## SELECTED EXTRACT
Not hitting the spot (but it’s me, not the recipe)

There is nothing wrong with this recipe really. Other than it really should have told me to “half-moon” cut all the vegetables, and not just the zucchini, it’s very cool looking and easy to make. Lots of chopping but let’s face it, all recipes have lots of chopping. But, it’s just not hitting the spot for me this week. Also, and I find this very rarely, it’s a recipe that is not holding up as leftovers. I may make this again when I have company and it will all get eaten at one sitting as it was really best right out of the oven. I will also serve it with a side of spaghetti and sauce. It is a dish that needs some sauce to really make it sing.

Primavera Stuffed Chicken (original recipe on
4 servings

Primavera Stuffed Chicken

There is chicken there among the giant pieces of veggies (fixed the recipe to deal with that next time around!)

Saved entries
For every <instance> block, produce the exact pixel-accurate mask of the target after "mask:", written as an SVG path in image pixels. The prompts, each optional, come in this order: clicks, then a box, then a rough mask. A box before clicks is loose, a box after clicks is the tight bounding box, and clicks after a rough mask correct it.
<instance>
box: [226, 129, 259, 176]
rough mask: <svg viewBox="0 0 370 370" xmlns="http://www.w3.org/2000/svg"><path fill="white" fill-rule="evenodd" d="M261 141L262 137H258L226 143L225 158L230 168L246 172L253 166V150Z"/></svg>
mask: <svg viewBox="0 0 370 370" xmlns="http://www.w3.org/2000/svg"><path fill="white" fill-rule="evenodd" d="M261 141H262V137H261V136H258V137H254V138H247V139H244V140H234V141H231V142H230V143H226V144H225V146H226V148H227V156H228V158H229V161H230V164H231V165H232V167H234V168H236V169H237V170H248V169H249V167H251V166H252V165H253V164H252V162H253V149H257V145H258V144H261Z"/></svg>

## DIRECTIVE 1
Quote the stuffed chicken post word for word, between "Primavera Stuffed Chicken (original" and "next time around!)", inclusive.
## DIRECTIVE 2
Pick up the stuffed chicken post from its final sentence and carry it on.

## ANSWER BOX 1
Primavera Stuffed Chicken (original recipe on
4 servings

Primavera Stuffed Chicken

There is chicken there among the giant pieces of veggies (fixed the recipe to deal with that next time around!)

## ANSWER BOX 2
4 boneless skinless chicken breasts
2 tbsp. extra-virgin olive oil
ground black pepper
1 tsp. Italian seasoning
1/2 zucchini, halved and thinly sliced into half moons
3 medium tomatoes, halved and thinly sliced into half moons
1 yellow bell peppers, thinly sliced and halved
1/2 red onion, thinly sliced into half moons
1 c. shredded mozzarella


  1. Preheat oven to 400º. Place chicken on a cutting board and make 5 slits in each breast, being careful not to cut through completely. Place on sheet pan.
  2. Drizzle oil over chicken and season with salt, pepper, and Italian seasoning.
  3. Stuff each chicken breast with zucchini, tomato, bell pepper, and red onion.
  4. Sprinkle each chicken breast with mozzarella.
  5. Bake until chicken is cooked through and no longer pink, 25 minutes.
  6. Serve with a side of pasta and sauce.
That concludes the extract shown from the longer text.